> **WHAT NEEDS TO BE DONE**
Reproduce the opening lines of the records exactly, please, stopping after the line that contains "compact form (603,188).".

> **AVAILABLE DATA**
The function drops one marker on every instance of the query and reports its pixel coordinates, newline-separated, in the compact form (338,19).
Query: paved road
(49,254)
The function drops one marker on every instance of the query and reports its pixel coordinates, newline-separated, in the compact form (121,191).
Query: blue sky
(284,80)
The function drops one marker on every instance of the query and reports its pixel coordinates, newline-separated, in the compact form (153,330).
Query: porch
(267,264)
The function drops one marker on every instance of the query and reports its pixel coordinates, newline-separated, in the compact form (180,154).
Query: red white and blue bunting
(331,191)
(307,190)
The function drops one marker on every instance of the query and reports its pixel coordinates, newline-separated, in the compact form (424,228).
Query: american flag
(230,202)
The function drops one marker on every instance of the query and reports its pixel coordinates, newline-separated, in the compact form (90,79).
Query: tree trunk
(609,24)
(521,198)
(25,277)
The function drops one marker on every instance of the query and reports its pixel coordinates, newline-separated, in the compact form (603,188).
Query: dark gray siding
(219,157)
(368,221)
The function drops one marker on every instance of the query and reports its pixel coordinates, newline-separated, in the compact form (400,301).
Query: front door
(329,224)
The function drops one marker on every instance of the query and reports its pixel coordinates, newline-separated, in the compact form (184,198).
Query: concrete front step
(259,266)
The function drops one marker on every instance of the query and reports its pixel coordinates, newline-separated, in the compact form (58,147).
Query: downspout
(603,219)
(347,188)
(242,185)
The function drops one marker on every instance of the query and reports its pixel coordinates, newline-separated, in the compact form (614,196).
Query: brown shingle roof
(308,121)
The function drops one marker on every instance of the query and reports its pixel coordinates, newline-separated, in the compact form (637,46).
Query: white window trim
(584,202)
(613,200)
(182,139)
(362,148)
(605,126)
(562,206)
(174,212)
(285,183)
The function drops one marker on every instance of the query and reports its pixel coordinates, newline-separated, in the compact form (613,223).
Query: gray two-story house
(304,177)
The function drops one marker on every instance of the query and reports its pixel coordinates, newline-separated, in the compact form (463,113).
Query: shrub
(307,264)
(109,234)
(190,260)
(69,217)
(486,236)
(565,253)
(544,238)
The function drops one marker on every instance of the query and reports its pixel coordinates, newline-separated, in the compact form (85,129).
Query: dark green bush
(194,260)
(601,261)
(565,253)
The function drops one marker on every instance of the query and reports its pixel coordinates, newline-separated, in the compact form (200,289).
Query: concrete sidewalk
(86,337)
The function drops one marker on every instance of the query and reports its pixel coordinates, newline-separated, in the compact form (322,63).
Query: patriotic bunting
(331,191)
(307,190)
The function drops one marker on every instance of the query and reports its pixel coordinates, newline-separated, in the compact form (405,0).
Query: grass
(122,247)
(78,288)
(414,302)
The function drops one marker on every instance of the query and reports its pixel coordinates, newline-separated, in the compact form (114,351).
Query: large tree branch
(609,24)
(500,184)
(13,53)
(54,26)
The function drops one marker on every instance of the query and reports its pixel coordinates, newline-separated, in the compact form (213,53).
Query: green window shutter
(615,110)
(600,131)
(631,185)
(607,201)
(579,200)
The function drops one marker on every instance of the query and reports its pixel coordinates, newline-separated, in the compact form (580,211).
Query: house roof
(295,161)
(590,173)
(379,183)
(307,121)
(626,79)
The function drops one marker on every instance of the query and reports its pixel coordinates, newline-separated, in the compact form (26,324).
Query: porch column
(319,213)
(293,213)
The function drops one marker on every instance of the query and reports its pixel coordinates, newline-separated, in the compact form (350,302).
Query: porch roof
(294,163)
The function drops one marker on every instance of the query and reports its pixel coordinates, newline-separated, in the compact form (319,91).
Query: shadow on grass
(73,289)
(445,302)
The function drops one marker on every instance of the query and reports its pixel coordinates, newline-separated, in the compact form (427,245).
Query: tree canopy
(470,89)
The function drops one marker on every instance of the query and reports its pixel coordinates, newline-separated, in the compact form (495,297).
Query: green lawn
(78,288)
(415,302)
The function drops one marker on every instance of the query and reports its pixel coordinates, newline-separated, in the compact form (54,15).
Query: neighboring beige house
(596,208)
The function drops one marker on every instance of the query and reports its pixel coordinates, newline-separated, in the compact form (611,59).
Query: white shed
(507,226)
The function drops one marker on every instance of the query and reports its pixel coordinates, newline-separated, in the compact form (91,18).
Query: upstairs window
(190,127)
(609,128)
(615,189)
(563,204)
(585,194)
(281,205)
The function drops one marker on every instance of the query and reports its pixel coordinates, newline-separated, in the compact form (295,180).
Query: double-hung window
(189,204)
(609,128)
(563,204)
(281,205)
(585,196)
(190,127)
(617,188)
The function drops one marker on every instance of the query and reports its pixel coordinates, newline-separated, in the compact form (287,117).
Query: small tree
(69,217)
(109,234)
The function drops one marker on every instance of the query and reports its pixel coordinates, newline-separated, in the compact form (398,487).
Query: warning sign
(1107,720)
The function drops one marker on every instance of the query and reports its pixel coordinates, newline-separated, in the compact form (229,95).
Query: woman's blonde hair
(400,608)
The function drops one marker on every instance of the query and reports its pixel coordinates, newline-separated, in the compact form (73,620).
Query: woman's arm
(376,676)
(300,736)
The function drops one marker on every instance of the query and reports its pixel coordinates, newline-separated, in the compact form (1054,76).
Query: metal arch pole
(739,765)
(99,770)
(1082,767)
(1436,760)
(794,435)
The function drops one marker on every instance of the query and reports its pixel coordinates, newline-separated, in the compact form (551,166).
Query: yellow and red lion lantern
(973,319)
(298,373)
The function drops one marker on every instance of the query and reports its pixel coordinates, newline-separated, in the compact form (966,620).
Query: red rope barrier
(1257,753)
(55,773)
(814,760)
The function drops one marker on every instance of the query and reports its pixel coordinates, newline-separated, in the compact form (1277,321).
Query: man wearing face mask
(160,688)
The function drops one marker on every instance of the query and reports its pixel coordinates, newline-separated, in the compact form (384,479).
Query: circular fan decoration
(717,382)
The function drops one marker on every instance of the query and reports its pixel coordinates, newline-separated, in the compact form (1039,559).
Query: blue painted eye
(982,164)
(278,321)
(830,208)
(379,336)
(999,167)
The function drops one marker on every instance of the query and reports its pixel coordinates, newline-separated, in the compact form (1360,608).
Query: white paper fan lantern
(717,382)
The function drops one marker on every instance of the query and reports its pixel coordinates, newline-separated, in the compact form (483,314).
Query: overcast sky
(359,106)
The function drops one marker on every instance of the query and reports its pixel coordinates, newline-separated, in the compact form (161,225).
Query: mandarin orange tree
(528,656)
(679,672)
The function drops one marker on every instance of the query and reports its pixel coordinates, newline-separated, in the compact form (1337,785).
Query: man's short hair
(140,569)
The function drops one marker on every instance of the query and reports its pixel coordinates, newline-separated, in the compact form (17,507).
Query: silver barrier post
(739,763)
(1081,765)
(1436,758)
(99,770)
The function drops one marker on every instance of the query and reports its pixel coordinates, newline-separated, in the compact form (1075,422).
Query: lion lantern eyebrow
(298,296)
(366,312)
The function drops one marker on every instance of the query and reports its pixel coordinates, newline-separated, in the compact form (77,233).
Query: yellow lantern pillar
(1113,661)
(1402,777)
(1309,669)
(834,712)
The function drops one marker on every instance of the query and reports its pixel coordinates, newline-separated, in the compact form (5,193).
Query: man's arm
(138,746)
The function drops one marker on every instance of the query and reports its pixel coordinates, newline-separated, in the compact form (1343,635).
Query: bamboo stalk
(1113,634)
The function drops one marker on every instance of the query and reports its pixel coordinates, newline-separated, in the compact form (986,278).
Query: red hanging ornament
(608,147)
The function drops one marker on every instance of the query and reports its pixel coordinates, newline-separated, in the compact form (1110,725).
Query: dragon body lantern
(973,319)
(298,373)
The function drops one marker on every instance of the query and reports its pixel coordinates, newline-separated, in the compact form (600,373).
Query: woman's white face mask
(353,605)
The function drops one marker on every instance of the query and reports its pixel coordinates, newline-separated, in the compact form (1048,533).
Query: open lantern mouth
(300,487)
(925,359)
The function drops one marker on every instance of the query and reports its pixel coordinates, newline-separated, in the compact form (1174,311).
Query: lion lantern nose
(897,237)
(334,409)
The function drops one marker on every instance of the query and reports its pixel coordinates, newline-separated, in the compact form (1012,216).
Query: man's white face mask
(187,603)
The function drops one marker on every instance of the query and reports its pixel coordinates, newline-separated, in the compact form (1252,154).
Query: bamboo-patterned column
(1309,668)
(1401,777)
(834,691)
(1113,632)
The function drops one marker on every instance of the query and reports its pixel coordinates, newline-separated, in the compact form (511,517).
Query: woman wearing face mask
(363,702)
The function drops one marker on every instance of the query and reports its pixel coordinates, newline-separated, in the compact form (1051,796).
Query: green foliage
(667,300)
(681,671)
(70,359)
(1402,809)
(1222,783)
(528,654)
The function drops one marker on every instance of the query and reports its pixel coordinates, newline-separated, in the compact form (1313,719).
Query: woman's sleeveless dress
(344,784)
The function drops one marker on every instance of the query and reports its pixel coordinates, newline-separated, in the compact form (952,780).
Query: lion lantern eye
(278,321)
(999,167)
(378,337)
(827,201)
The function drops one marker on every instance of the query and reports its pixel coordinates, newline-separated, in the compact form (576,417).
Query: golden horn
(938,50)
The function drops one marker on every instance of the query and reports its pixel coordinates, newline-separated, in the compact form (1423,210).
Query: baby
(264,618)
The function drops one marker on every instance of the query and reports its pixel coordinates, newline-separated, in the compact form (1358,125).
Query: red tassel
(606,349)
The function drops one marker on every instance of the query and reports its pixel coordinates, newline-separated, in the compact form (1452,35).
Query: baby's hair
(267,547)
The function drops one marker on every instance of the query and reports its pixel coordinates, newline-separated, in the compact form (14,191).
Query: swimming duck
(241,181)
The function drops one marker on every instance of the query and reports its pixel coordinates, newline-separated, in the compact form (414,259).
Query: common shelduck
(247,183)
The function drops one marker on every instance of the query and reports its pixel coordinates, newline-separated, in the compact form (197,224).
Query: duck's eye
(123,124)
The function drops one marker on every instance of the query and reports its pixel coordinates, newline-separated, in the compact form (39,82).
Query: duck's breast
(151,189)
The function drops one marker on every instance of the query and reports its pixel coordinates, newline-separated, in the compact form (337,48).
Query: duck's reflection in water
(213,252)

> **EXPECTED OUTPUT**
The function drops one marker on every instance of the query and reports its pixel coordinates, newline-separated, in the compact form (338,19).
Query: paved road
(49,254)
The function drops one marker on every instance of the query and reports its pixel coordinates, newline-separated, in the compact form (121,191).
Query: blue sky
(284,80)
The function drops one marker on every instance of the query and reports its pixel coordinates, newline-separated, in the compact form (153,330).
Query: porch
(267,264)
The function drops one marker on every instance of the query and reports its pixel coordinates, newline-separated, in the compact form (180,154).
Query: red white and blue bunting
(331,191)
(307,190)
The function drops one marker on every instance of the query and reports its pixel coordinates, newline-separated, in the compact form (424,228).
Query: american flag
(230,202)
The function drops one marker on every instance of the query and reports its pixel coordinates, newline-separated, in the compact form (90,79).
Query: tree trunk
(609,24)
(521,198)
(25,277)
The function drops one marker on every instance of the query and reports its pixel coordinates, newline-separated, in the compact form (603,188).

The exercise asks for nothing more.